Фрагмент текста
--- --- ---

Если книга «Наследники» была новаторской, то прежде всего потому, что предлагала новый способ говорить о культуре, принимая в расчет предпосылки различных культурных практик в студенческой среде и, конечно, за ее пределами. Поскольку доминирующий дискурс о культуре неразрывно связан с «внутренней» трактовкой их содержания (opus operatum), то научная точка зрения, напротив, предполагает анализ отношения к культуре (modus operandi), с ее образцовыми моделями и в ее различных модальностях. Принципы соответствия здесь были существенным образом скорректированы. Лишившись защитной оболочки снисходительности, как в случае туземцев, культурное содержание оказалось подвергнуто осмыслению в связи с очень разнящимися по социальному определению универсумами, объединенными в этом содержании благодаря единому организующему принципу — габитусу, действующему как посредством разума, так и посредством тела, выражаясь в жестах и манерах, но также и во вкусе (и его отсутствии). Основной инвариант, на который была направлена работа по прояснению и уточнению — габитус доминирующих — в различных областях и обстоятельствах характеризовался такими чертами, как непринужденность, естественность, изящество, а также признаками раннего знакомства с высшими ценностями, уверенностью, обеспечивавшей дистанцию в отношении общих правил, принуждений и необходимости. Это вúдение ставило под вопрос некоторые неявные предпосылки той точки зрения, которую интеллектуалы склонны иметь в отношении «буржуа», и вскрыло фундамент тайного согласия, этот дух близости, который объединяет доминирующих — буржуа и интеллектуалов — несмотря на наиболее очевидные различия, существующие между ними.

Приоритет, отданный практическому чувству в форме «отношения к культуре», обозначал или, лучше, иллюстрировал революцию в научном представлении о социальном мире, которую можно было бы назвать коперниканской: объективное знание включает знание условий объективации. Осмыслить условия наследования не значило взяться за один из множества объектов, это значило предоставить средство интеллектуального освобождения по отношению к любому наследству, обнаружить форму немыслимого не в тайных основаниях так называемой «цивилизации Запада», как это делают теоретики, но в негласных схемах (безобидных и действенных), определяющих и ограничивающих легитимное мышление. И это грозило обескуражить всех тех, кого специфический капитал превращал в теоретиков и кто, ожидая от науки «теоретического» взгляда в споре о допустимых и признанных вариантах выбора, обнаружил, что теория практики предназначена для использования также и в отношении «теоретических» сюжетов и даже философии.

--- --- ---

Исходные данные

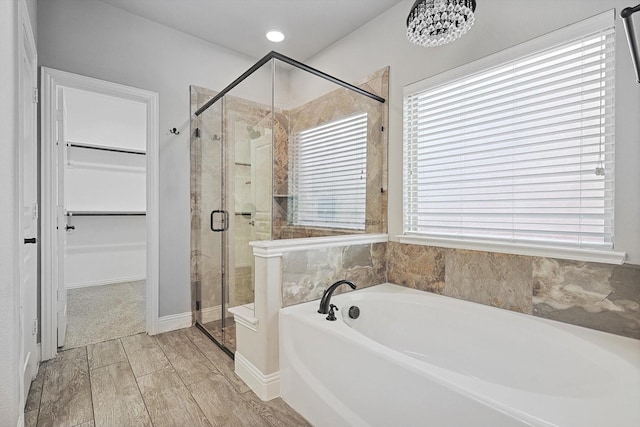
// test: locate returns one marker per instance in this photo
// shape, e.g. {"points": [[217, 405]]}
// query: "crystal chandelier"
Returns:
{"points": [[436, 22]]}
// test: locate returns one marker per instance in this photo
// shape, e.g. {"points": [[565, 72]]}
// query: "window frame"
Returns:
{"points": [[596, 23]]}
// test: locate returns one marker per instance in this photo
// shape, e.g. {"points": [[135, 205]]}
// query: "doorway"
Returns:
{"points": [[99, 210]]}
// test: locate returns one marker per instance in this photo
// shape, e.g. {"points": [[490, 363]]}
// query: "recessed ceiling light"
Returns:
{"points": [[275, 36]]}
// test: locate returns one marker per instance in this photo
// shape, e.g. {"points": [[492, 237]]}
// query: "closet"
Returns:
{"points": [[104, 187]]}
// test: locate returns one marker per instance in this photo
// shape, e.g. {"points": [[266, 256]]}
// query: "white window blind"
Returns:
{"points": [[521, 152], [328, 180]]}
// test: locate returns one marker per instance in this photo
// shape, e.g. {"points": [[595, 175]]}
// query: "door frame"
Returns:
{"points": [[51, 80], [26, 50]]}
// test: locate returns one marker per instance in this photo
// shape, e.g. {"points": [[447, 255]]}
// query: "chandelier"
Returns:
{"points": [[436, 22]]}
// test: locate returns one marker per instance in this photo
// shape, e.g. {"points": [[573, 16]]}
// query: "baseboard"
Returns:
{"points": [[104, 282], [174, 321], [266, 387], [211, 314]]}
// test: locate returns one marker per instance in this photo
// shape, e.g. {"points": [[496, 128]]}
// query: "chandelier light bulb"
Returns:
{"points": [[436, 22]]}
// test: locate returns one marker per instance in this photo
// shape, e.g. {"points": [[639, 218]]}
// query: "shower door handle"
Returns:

--- --- ---

Задачи для решения
1 > Почему, согласно фрагменту о книге «Наследники», эта книга была новаторской? Ответьте в одном–трех предложениях.
2 > Продолжите фрагмент о книге «Наследники», начиная сразу после его последнего предложения.

Ответы по заданиям
1 > Книга «Наследники» была новаторской прежде всего потому, что предлагала новый способ говорить о культуре. Этот способ принимал в расчет предпосылки различных культурных практик в студенческой среде и за ее пределами.

2 >
Теория как знание и власть

Практическая генеалогия теории практики должна была бы прояснить, как «коперниканские» опровержения, лишенные счастливой определенности, которая свойственна наследству, могли быть подкреплены иным способом. Прежде всего, следовало бы отметить, что, пользуясь доминирующим представлением о теории, несущем на себе отпечаток философской культуры, социология (и прежде всего, эмпирическая) была обречена на положение отверженной в поле теории. Поскольку структурализм — позиция доминирующая в сравнении с социологией, презираемой философами — казалось, воплощает интеллектуализм в его наиболее полной форме, обнаруживая работу устойчивых и сложных логик в отношениях родства, обменах и мифах, низвержение его господства предполагало введение более мощной теории, способной объединить в себе все ранее сделанные приобретения, одновременно указав границы их действенности. Речь шла о том, чтобы предложить теорию, которая, продвинувшись далее своих предшественниц, виновных в том, что Бурдьё назвал «непомерным отречением»[28], могла бы учитывать даже наименее поддающуюся ученому разумению компоненту — жизненный опыт туземцев. Таковой должен был трактоваться не как своего рода остаток, но как неотъемлемая часть самой реальности. «Объективная истина», с которой срывает покровы научный взгляд, всегда находится в сознаниях или бессознательном агентов, или, если угодно, она их обусловливает, но только в форме сокрытия или отрицания, свойственной человеку чести традиционного общества, который, как на первый взгляд, «дает, не считая»[29], или современному студенту, который стремится бесконечно продлить неопределенность существования без принуждений[30]. Познание социальных условий незнания образует один из основополагающих аспектов науки, если принять, что социальный мир существует также в объективности представлений и точек зрения.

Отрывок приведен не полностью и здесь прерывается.